▶ Excerpted data
========================================

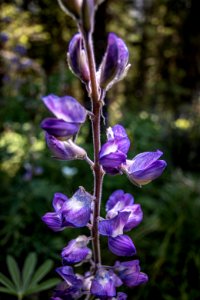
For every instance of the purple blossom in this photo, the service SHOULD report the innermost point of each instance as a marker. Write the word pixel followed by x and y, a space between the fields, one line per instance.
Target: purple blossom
pixel 70 115
pixel 113 152
pixel 121 245
pixel 77 59
pixel 64 150
pixel 114 227
pixel 73 212
pixel 104 283
pixel 144 167
pixel 123 202
pixel 72 285
pixel 76 251
pixel 115 62
pixel 129 273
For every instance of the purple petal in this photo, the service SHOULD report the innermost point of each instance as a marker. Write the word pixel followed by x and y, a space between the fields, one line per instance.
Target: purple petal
pixel 53 220
pixel 65 108
pixel 60 128
pixel 130 274
pixel 110 158
pixel 103 284
pixel 124 199
pixel 121 245
pixel 135 217
pixel 77 58
pixel 123 57
pixel 76 251
pixel 68 275
pixel 78 208
pixel 144 160
pixel 147 175
pixel 119 135
pixel 114 227
pixel 64 150
pixel 134 279
pixel 121 296
pixel 109 66
pixel 58 201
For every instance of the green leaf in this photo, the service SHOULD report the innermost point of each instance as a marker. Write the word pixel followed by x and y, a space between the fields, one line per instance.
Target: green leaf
pixel 28 269
pixel 14 271
pixel 43 286
pixel 7 282
pixel 7 291
pixel 41 272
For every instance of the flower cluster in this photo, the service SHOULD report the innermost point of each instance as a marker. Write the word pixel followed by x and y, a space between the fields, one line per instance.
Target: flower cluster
pixel 83 209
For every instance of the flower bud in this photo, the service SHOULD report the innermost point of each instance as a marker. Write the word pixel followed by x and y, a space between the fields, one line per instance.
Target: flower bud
pixel 71 7
pixel 121 245
pixel 115 62
pixel 129 273
pixel 113 152
pixel 76 251
pixel 144 167
pixel 64 150
pixel 87 16
pixel 77 59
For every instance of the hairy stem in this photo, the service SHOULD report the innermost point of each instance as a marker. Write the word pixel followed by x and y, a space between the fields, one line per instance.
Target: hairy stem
pixel 96 132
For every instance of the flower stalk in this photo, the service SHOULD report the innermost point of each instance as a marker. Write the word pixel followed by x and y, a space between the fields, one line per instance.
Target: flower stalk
pixel 96 134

========================================

Copy the lines of the material verbatim, starting at the line that contains "For every instance of the flower bud" and ending at the line that contains "pixel 96 132", with both of those lines included.

For every instance of the flower bud in this photo, the service SHOULD report the innermost point of each instance as a marker. Write the word pixel followed by x and y, a space between the fields, one line per instance.
Target: flower bud
pixel 71 7
pixel 121 245
pixel 115 62
pixel 129 273
pixel 113 152
pixel 76 251
pixel 144 167
pixel 64 150
pixel 87 16
pixel 77 59
For every instance of the hairy stem in this photo, the service SHOULD report the innermost point of each instance as a marker. Write the word pixel followed by x and y, a space between the fields, one line per instance.
Target: hairy stem
pixel 96 132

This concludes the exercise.